• [TASK TO COMPLETE]: Extract the text of every entry below exactly; leave images out.

--- MATERIAL PROVIDED Enclosed Below ---

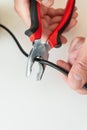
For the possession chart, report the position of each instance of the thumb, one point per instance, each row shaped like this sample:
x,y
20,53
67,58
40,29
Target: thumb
x,y
77,77
47,3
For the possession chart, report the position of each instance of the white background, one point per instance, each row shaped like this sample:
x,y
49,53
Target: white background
x,y
29,105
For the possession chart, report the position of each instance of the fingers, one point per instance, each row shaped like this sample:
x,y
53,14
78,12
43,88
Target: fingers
x,y
47,3
55,12
76,44
73,23
22,8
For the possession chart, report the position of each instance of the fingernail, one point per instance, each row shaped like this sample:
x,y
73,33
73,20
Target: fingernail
x,y
76,81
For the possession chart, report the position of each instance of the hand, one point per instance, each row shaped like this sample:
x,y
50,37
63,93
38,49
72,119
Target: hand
x,y
50,16
76,65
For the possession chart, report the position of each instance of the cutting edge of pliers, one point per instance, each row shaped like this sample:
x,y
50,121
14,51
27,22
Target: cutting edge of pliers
x,y
35,31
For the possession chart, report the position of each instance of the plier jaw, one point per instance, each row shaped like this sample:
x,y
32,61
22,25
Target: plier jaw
x,y
41,51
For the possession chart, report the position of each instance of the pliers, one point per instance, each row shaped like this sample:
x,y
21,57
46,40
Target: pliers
x,y
41,50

--- End of Enclosed MATERIAL PROVIDED ---

• [TASK OUTPUT]:
For the possession chart, report the position of each instance of the thumb, one point per instance, each row shaped like this sample:
x,y
20,53
67,58
40,29
Target: thumb
x,y
77,77
47,3
For the possession chart, report the position of each instance of the white background, one point per instance, each row shaped like this sample:
x,y
49,53
Target: white background
x,y
29,105
For the possession chart, report the position of each instance of the fingers, one point per instance, each row shaped like this sample:
x,y
53,14
78,12
43,88
Target: fingers
x,y
47,3
55,12
76,44
73,23
22,8
For the possession chart, report the position of each instance of the fingernail, one point per instance, each row shaped like this sample:
x,y
73,33
73,20
Target: fingernail
x,y
76,81
For the possession chart, report the position of each instance of the hand, one point per instance, each row shaped like this sample:
x,y
50,37
63,93
38,49
72,119
Target: hand
x,y
50,16
76,65
For the possession chart, report the position of each instance of the cutting edge of pliers, one point per instance, each row shaped like this sample:
x,y
50,121
14,51
27,22
Target: cutting edge of pliers
x,y
35,31
For the possession chart, report the position of each instance of the plier jaw, one point per instance, each row shaped like this sample:
x,y
32,61
22,25
Target: plier jaw
x,y
41,51
For the possession chart, report the position of each instance of the pliers, one point per instance, each row shaped like this sample:
x,y
21,57
46,40
Target: pliers
x,y
41,50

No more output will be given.